-- Passage for review follows --
Rice student Catherine Slater demonstrates a diagnostic Lab-in-a-Backpack to doctors at a hospital outside Kigali, Rwanda. The pack, designed by students in Rice's Beyond Traditional Borders initiative, contains tools to allow healthcare providers to perform basic diagnostic exams in remote settings in the developing world.

A low-cost fluorescence microscope that makes malaria and tuberculosis diagnosis easier. A backpack full of diagnostic tools—including a microscope, centrifuge, and rapid tests—that nurses in the developing world can use to accurately determine what is making a patient sick. A tiny clip that pharmacists can attach to a syringe to prevent patients from overdosing. These are some of the practical solutions to real-world problems that students in Rice University’s Beyond Traditional Borders (BTB) program have developed.

“Our program aims to open students’ eyes to the challenges of global health, and help them use the tools of science and engineering to design solutions that are affordable, effective, and culturally appropriate,” says Rebecca Richards-Kortum, a bioengineering professor. After coursework on the health challenges of poor communities, students put their knowledge to work. In the first BTB class, students get an introduction to biomedical engineering and design a simple solution to a real-world global health problem. Those who join the BTB minor—which includes four additional BTB classes and two related electives—tackle progressively more difficult design problems. Engineering solutions for global health has captured the imagination of Rice’s students: since 2006, more than 10 percent of all Rice undergraduates have taken one or more of the classes, with participants from science, engineering, humanities, and social science majors. Some have even traveled to developing nations to test their designs in local clinics.
-- Passage for review concluded --
-- Given entries follows --
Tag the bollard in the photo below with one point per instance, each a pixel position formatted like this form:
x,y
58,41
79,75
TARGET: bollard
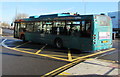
x,y
113,36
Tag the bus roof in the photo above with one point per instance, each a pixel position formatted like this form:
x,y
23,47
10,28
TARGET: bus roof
x,y
56,17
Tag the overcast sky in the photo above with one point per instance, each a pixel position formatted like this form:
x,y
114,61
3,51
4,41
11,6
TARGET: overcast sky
x,y
9,9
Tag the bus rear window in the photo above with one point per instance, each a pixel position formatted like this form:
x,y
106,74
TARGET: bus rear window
x,y
103,20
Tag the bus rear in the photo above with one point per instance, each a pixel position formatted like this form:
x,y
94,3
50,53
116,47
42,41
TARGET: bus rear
x,y
102,34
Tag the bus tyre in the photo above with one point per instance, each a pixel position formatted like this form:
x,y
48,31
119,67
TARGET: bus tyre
x,y
58,43
23,38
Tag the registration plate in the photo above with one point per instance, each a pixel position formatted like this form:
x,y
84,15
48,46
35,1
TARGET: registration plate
x,y
104,41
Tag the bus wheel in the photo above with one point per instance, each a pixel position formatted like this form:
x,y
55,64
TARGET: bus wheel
x,y
23,38
58,43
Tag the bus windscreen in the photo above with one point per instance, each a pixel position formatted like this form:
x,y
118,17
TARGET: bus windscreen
x,y
103,20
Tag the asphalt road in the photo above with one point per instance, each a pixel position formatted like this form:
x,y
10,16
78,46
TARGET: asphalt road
x,y
19,63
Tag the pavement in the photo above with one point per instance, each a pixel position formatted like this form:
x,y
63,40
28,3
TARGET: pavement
x,y
92,67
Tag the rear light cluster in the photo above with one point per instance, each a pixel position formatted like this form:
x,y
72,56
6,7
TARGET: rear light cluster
x,y
94,37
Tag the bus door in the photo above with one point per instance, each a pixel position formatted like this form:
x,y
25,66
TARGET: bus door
x,y
16,30
102,36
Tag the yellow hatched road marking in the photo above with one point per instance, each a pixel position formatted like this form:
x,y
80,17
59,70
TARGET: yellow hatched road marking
x,y
100,52
25,48
65,73
21,44
40,49
39,54
54,72
108,60
69,55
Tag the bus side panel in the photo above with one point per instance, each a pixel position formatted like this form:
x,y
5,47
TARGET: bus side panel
x,y
99,42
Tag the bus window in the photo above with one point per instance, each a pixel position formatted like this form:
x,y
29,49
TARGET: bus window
x,y
86,29
37,27
29,27
47,27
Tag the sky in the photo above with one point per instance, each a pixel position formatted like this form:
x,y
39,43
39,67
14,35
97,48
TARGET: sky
x,y
10,9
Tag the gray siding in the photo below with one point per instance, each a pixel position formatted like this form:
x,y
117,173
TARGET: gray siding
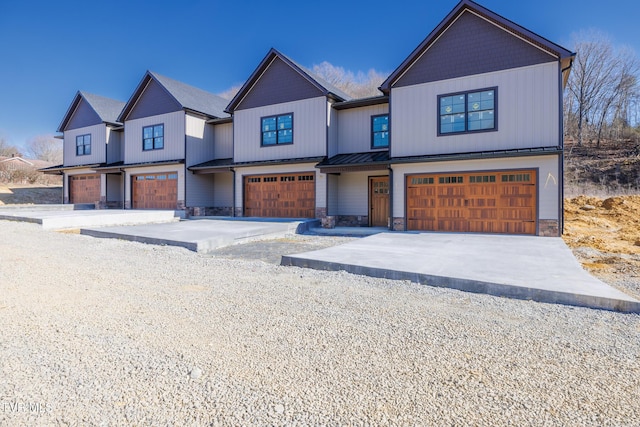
x,y
114,145
98,142
223,137
472,45
223,190
83,116
114,187
200,189
354,128
527,113
279,83
333,125
333,193
154,100
200,142
174,138
353,193
309,131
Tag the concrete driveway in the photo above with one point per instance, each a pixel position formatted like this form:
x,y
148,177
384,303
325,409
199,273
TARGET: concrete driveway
x,y
524,267
204,235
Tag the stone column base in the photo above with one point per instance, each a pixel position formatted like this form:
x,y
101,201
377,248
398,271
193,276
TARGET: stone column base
x,y
321,213
398,224
328,222
548,228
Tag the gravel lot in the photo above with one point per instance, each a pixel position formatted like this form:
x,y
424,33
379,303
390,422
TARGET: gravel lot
x,y
107,332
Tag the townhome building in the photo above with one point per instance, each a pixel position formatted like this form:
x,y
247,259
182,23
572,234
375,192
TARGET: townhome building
x,y
92,138
476,128
465,135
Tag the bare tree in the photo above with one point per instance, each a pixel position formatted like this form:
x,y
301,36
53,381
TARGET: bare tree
x,y
6,149
602,85
45,147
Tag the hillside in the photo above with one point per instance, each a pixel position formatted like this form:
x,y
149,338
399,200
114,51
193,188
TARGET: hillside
x,y
612,169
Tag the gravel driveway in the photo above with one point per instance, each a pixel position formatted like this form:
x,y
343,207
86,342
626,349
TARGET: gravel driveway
x,y
107,332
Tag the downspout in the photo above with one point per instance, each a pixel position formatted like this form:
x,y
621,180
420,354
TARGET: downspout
x,y
233,207
64,184
124,186
561,140
390,197
185,166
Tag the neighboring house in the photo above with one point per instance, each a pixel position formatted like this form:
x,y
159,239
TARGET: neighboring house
x,y
476,128
465,136
281,117
92,138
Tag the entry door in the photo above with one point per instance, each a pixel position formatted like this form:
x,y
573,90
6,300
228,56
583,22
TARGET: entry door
x,y
379,199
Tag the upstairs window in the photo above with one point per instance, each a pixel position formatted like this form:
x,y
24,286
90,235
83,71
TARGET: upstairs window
x,y
277,130
153,137
380,131
468,112
83,145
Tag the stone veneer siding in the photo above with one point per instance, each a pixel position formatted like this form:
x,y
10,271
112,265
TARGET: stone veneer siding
x,y
548,228
398,224
209,211
352,220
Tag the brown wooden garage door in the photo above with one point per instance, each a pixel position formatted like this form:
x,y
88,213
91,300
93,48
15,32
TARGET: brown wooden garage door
x,y
84,188
280,196
483,202
155,191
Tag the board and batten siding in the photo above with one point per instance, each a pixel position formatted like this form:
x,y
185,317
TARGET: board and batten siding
x,y
83,116
223,190
98,145
114,187
309,131
114,145
223,140
353,193
548,178
200,189
527,113
174,138
333,125
321,179
200,140
354,128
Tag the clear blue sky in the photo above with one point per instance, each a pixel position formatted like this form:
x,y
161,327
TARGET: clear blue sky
x,y
51,49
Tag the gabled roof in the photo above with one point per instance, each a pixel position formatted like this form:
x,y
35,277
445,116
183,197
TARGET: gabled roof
x,y
563,55
189,97
322,85
107,109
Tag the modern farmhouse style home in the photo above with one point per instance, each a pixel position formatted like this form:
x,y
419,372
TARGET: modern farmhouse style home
x,y
465,136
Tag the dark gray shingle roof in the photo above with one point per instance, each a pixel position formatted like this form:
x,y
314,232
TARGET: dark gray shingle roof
x,y
107,109
192,98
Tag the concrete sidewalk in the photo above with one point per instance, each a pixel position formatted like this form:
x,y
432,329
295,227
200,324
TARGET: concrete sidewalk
x,y
535,268
204,235
56,218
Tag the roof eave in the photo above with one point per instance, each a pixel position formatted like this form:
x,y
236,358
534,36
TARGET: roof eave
x,y
552,48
-- Given entries concluded --
Work required
Answer these from the passage on Rice's Beyond Traditional Borders program:
1. Near which city was the Lab-in-a-Backpack demonstrated to doctors?
2. What do pharmacists attach to a syringe, and what does it prevent?
3. Besides two related electives, what does the BTB minor include?

Reply
1. Kigali, Rwanda
2. A tiny clip, which prevents patients from overdosing
3. Four additional BTB classes